Task:
The entries below contain pictures. Retype everything except those pictures, exactly as given.

[A run of records]
========

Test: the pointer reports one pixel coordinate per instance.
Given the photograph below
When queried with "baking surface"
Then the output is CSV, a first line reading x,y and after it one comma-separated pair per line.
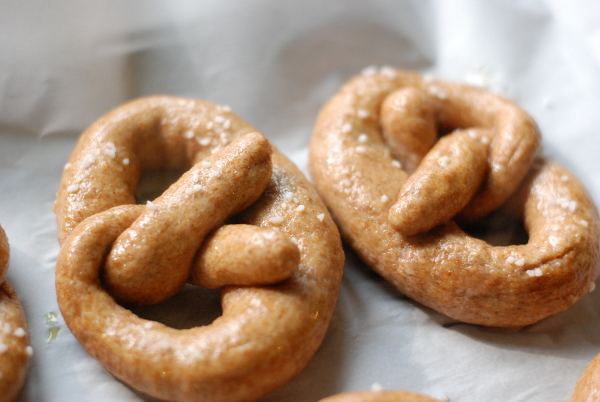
x,y
275,63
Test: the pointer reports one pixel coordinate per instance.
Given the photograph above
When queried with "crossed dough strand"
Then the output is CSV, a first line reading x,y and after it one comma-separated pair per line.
x,y
267,333
381,121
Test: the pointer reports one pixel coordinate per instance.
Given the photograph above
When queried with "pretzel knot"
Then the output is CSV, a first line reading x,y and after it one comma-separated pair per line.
x,y
395,190
278,259
14,335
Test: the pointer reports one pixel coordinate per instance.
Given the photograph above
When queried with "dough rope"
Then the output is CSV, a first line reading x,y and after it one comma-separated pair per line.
x,y
398,220
380,396
267,333
15,351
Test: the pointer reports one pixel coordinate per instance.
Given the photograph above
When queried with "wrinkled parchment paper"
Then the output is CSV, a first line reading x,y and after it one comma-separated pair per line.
x,y
64,64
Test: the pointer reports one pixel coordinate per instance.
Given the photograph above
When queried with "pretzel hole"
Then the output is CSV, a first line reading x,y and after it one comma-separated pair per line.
x,y
498,229
192,306
153,182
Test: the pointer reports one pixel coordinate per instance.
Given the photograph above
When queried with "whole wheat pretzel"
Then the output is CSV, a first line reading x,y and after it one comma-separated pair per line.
x,y
267,333
14,336
380,396
400,224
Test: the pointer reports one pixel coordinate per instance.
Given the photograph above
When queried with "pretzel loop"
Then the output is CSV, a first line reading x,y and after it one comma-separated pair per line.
x,y
231,180
395,190
278,233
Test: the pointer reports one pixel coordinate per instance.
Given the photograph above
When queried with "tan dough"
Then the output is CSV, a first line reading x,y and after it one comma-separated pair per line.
x,y
267,333
380,396
15,351
376,116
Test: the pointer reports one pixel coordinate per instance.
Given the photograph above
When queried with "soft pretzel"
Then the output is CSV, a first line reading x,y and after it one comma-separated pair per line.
x,y
267,333
399,222
14,336
380,396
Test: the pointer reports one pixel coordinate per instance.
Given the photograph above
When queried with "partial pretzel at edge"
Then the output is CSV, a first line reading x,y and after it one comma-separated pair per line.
x,y
465,278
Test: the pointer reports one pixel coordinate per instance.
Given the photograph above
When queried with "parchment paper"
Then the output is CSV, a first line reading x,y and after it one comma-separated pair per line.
x,y
64,64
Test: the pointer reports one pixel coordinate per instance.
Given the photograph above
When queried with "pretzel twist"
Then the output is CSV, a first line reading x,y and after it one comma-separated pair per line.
x,y
14,335
400,220
283,236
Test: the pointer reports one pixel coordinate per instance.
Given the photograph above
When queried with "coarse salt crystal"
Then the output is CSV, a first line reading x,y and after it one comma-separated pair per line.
x,y
276,219
388,72
376,387
436,91
370,70
443,161
110,149
19,332
88,161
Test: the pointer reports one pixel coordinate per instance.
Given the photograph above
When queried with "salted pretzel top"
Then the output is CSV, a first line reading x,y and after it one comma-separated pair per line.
x,y
400,220
266,334
15,350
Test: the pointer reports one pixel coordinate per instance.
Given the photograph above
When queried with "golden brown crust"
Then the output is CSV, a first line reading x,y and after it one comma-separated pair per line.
x,y
266,334
380,396
460,276
4,254
14,336
244,255
587,388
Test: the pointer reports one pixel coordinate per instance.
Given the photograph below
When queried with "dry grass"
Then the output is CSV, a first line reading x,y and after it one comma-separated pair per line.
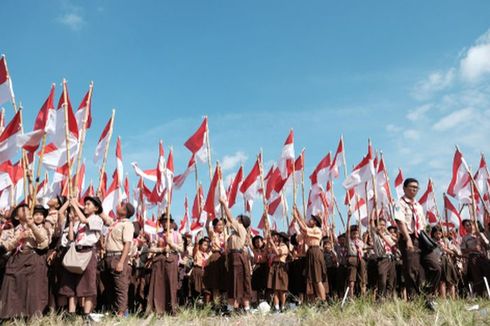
x,y
358,312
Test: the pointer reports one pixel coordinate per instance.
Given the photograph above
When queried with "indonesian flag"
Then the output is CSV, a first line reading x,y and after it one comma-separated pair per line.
x,y
482,179
114,196
250,187
105,138
197,143
234,186
2,120
384,197
5,175
16,189
216,188
428,203
150,175
59,137
453,217
85,105
9,138
184,223
322,171
459,187
287,156
399,185
363,172
45,123
197,214
180,179
6,90
158,192
337,160
119,164
55,157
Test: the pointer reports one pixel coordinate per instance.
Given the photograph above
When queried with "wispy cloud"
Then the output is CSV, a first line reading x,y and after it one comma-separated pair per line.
x,y
72,16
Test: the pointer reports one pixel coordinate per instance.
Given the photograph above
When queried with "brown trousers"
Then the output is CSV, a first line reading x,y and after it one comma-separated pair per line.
x,y
162,295
118,283
386,276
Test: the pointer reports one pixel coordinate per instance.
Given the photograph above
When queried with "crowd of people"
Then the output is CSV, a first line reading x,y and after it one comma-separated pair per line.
x,y
124,270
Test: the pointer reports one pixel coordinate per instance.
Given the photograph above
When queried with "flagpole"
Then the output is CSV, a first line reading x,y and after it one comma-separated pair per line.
x,y
302,182
84,131
262,184
14,104
104,161
210,167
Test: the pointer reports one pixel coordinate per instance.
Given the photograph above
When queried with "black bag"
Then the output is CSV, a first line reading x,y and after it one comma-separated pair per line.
x,y
426,243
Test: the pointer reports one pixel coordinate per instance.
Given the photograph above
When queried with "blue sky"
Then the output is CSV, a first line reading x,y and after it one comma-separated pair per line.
x,y
414,77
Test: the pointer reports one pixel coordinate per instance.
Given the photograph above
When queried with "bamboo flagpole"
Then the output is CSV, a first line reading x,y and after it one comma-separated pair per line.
x,y
208,144
83,131
106,151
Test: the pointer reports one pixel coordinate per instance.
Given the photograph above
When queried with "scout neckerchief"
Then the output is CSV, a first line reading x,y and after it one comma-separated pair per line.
x,y
415,216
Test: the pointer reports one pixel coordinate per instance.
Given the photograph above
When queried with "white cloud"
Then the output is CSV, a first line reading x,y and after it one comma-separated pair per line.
x,y
419,112
435,82
230,162
476,61
454,119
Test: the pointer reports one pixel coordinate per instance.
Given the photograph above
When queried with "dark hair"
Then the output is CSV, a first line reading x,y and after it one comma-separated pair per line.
x,y
215,222
435,229
408,181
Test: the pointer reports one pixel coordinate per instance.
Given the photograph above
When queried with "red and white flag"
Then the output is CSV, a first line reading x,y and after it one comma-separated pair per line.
x,y
399,185
337,160
104,138
321,174
85,105
363,172
184,223
10,137
287,156
251,186
234,186
459,187
428,203
197,143
216,188
453,216
180,179
6,90
45,123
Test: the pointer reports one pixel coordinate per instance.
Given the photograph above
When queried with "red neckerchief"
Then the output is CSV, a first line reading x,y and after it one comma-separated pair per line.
x,y
414,215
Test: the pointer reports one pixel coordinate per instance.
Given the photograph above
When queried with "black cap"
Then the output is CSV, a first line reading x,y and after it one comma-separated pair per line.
x,y
40,209
317,220
96,201
245,220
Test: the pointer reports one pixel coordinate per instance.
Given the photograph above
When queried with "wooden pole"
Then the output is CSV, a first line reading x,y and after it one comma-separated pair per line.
x,y
14,104
104,161
83,131
303,182
210,167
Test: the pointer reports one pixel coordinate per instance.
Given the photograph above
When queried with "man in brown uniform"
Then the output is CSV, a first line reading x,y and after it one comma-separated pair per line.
x,y
239,277
411,220
118,243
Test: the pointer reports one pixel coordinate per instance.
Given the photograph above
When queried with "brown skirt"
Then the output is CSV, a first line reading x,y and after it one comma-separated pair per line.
x,y
214,272
162,294
80,285
239,279
25,286
197,279
449,273
259,277
278,277
316,271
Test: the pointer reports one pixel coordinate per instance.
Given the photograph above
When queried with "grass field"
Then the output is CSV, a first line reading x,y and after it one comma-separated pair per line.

========

Answer:
Test: the pointer reports one pixel coordinate per instance.
Given the photograph below
When queried with "baking surface"
Then the output is CSV, a first line reading x,y and after it one comma-separated pair per line.
x,y
275,63
Test: the pointer reports one pixel coordinate per instance.
Given the photograph above
When queried with "crossed dough strand"
Then the output is CSV, a first line reading x,y and after it one comma-separated pair per line.
x,y
267,333
381,121
Test: the pointer reports one pixel coordinate per instance.
Given the photograph above
When queried with "pretzel knot"
Then the output is CSV, a first line reading x,y and after it one comma-separated pair per line.
x,y
395,190
278,259
14,335
Test: the pointer reports one pixel coordinate per instance.
Given the photograph above
When queried with "dough rope"
Then the output is CSV, a first line reading x,y and after it one comma-separated pair per line.
x,y
398,220
380,396
267,333
15,351
Test: the pointer reports one pixel coordinate per instance.
Given the photograph above
When queried with "wrinkled parchment paper"
Then the output is CSV, a first line reading x,y and after it one comma-separated pair per line.
x,y
64,64
Test: the pointer reports one pixel coordinate per instance.
Given the photograph above
When queried with "pretzel hole"
Then the output is CSV, a first line reading x,y and after it one comma-separated pair per line.
x,y
498,229
192,306
153,182
Test: the pointer reports one pixel coordinate per instance.
Given the photograph above
When queried with "whole wheat pretzel"
Then the output is CSV, a first line reading x,y and after it one comma-separated pair per line.
x,y
267,333
14,336
380,396
400,224
Test: the pointer reports one pixel coordinate per instance.
Given the photograph above
When queried with "pretzel loop"
Then the output is CSV, a first line reading x,y and after it one comma-separated pair per line.
x,y
231,180
395,190
278,233
Test: the pointer reports one pixel coordinate per instance.
Given the photograph above
When queried with "tan dough"
Then the output is CSV, a first line reading x,y and after it one comma-separated pair per line.
x,y
267,333
380,396
15,351
376,116
Test: the pointer reports one pixel coordinate per instance.
Given the photograph above
When queried with "soft pretzel"
Then the output is CSV, a first line reading x,y and after it one comma-separated pair per line.
x,y
267,333
399,222
14,336
380,396
Test: the pointer reports one pixel coordinate per instance.
Given the photograph above
When queried with "partial pretzel at edge"
Then the output is CSV, a first line reading x,y and after it one comma-separated pair per line.
x,y
465,278
Test: the pointer reports one pixel coordinate per instance.
Given the photograph above
When queried with "parchment paper"
Then the output is CSV, a first line reading x,y and after it one comma-separated pair per line.
x,y
64,64
Test: the pointer reports one pixel coordinate per instance.
Given the photograph above
When queried with "pretzel twist"
Then the output is CSV, a first line reading x,y and after it one comma-separated pair per line.
x,y
14,335
400,220
283,236
Test: the pointer reports one pixel coordinate per instance.
Given the photograph above
When queried with "coarse salt crystal"
Then the output is CSV, a first line reading x,y and after it one comma-separated pair per line.
x,y
276,219
388,72
376,387
436,91
370,70
443,161
110,149
19,332
88,161
Test: the pointer reports one pixel coordinate per instance.
Given the photograph above
When queried with "salted pretzel top"
Then the output is CSV, a first line reading x,y and after it one comma-separated pair per line.
x,y
400,220
266,334
15,350
Test: the pointer reports one pixel coordinate per instance.
Given the photograph above
When queried with "golden brown crust"
Then the output is CSV, a first line reading x,y and after it one comma-separated pair per line.
x,y
266,334
380,396
460,276
4,254
14,336
244,255
587,388
Test: the pointer reports one pixel coordinate per instance.
Given the photograph below
When queried with "dry grass"
Then the output is CSV, a first line reading x,y and after it one comma-separated pair per line.
x,y
358,312
Test: the pointer reports one pixel coordinate per instance.
Given the photograph above
When queried with "indonesian flag"
Then the output is CSV, a first line reading x,y and after it one comma-separated pair per line.
x,y
482,179
114,196
250,187
105,138
197,143
234,186
2,120
384,197
5,175
16,189
216,188
428,203
150,175
59,137
453,217
85,105
9,138
184,223
322,171
459,187
287,156
399,185
363,172
45,123
197,214
180,179
6,90
158,192
337,160
119,164
55,157
Test: the pointer reports one pixel coordinate per instance.
Given the photograph above
When queried with "wispy cloud"
Then the output is CSV, a first line reading x,y and after it one comma-separated pair per line.
x,y
72,16
Test: the pointer reports one pixel coordinate per instance.
Given the photograph above
When queried with "brown trousers"
Then the output is CSV, a first line reading x,y and after it one comma-separated pair per line.
x,y
162,295
118,283
386,276
Test: the pointer reports one pixel coordinate per instance.
Given the photograph above
When queried with "crowd of people"
Then the output is CSV, a first line reading x,y and after it one comma-separated pair per line.
x,y
124,270
Test: the pointer reports one pixel coordinate per instance.
Given the photograph above
When queried with "flagpole"
Then the output is CSV, a first line reading x,y and after it one comma-separated pair per line.
x,y
302,182
84,131
262,184
14,104
104,161
210,167
Test: the pointer reports one pixel coordinate per instance.
Given the photograph above
When queried with "black bag"
Then the output is CSV, a first line reading x,y and after it one comma-separated pair per line.
x,y
426,243
Test: the pointer reports one pixel coordinate per instance.
Given the photograph above
When queried with "blue sky"
Then the output is CSV, a first line reading x,y and after it one comma-separated pair per line.
x,y
414,77
Test: the pointer reports one pixel coordinate per instance.
Given the photograph above
When queried with "bamboo flagpole"
Then the output is CSV, a first line reading x,y and after it one comma-separated pair per line.
x,y
208,144
83,131
106,151
Test: the pointer reports one pixel coordinate per instance.
Given the photograph above
When queried with "scout neckerchief"
Then the output is CSV, a first line reading x,y and after it one comma-separated pair per line.
x,y
415,216
Test: the pointer reports one pixel coordinate per instance.
Given the photograph above
When queried with "white cloud"
Then the output is CSV, a first line reading x,y and after it one comma-separated pair per line.
x,y
419,112
435,82
230,162
476,61
454,119
Test: the pointer reports one pixel coordinate per instance.
Given the photograph above
When queried with "dark hair"
Then the output is CSV, a first line reading x,y and after it one comma-separated pair per line.
x,y
215,222
435,229
408,181
Test: the pointer reports one pixel coordinate per instance.
Given the photograph above
When queried with "red and white flag"
Then the output is CSV, a first line reading x,y and after it one comma-separated pair per line.
x,y
399,185
337,160
104,138
321,174
85,105
363,172
184,223
10,137
287,156
251,186
234,186
459,187
428,203
197,143
216,188
453,216
180,179
6,90
45,123
Test: the pointer reports one pixel coordinate per instance.
Given the photograph above
When queried with "red neckerchief"
Then the output is CSV, a first line reading x,y and after it one comma-separated pair per line.
x,y
414,215
Test: the pointer reports one pixel coordinate per instance.
Given the photograph above
When queried with "black cap"
Then the output is CSV, a first line reading x,y and after it one comma-separated pair per line.
x,y
40,209
317,220
96,201
245,220
Test: the pointer reports one pixel coordinate per instance.
Given the photograph above
When queried with "wooden pole"
Then the output is CSV, a first line reading x,y and after it one comma-separated pair per line.
x,y
14,104
104,161
83,131
303,182
210,167
Test: the pointer reports one pixel coordinate per instance.
Given the photograph above
When queried with "man in brown uniform"
Then the output is CSV, a first line reading x,y and after it one comma-separated pair per line.
x,y
239,277
411,220
118,243
Test: the pointer reports one pixel coordinate per instance.
Given the photograph above
When queried with "brown skirt"
Then the output is CSV, a first line reading x,y and after it one comma-separated pair per line.
x,y
214,272
162,294
80,285
239,279
25,286
197,279
449,273
259,277
278,277
316,271
Test: the pointer reports one pixel coordinate per instance.
Given the photograph above
When queried with "grass field"
Then the output is CSV, a first line reading x,y and after it one comma-separated pair per line.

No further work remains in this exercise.